Data extracted from a collection:
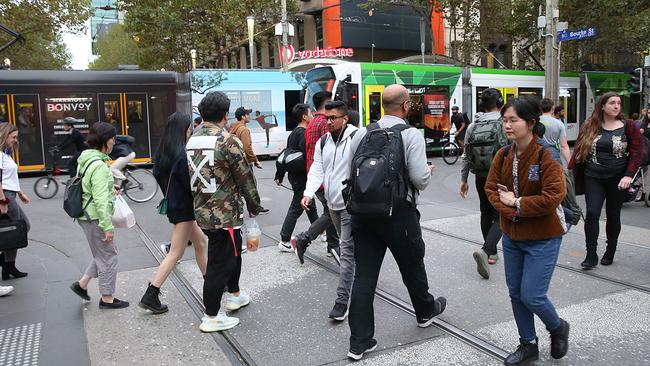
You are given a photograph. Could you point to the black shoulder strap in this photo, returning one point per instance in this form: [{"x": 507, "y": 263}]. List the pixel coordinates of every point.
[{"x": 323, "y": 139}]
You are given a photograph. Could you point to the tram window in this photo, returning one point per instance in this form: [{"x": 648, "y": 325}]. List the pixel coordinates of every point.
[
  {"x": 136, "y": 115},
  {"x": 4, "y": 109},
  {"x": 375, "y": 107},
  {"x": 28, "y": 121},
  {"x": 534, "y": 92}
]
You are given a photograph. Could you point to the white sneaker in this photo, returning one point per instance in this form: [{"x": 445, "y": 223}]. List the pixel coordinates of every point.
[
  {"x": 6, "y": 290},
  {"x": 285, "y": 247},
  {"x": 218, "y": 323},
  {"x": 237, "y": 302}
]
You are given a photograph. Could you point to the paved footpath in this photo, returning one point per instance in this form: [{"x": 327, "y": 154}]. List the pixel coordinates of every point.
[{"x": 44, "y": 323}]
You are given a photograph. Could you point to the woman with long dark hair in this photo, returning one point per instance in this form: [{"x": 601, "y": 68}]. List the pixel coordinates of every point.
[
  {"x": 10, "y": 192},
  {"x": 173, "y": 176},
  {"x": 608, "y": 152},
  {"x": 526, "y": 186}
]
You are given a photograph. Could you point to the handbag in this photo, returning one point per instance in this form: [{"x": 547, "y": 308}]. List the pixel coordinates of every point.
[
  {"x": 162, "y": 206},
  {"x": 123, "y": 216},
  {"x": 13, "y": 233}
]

* * *

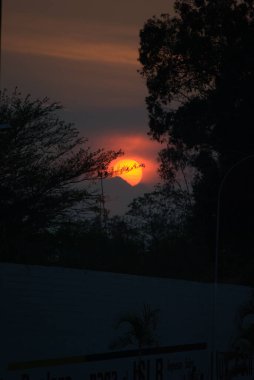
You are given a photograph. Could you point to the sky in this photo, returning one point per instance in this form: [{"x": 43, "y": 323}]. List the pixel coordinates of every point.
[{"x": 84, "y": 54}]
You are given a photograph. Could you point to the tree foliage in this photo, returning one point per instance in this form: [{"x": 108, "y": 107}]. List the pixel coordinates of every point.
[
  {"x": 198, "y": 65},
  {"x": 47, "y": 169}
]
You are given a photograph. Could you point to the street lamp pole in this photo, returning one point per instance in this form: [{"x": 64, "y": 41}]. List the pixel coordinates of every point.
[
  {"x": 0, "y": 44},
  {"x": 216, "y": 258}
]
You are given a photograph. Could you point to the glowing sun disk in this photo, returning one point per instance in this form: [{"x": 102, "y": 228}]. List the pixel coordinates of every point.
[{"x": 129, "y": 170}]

What you have to do: Extract each line of the entries above that contains the string "hair". Treat the match as case-sensitive.

Answer to this problem:
You are given a photograph. Could you point to the woman with long dark hair in this photo, returning one point per instance in this form: [{"x": 601, "y": 68}]. List the pixel coordinates of every point.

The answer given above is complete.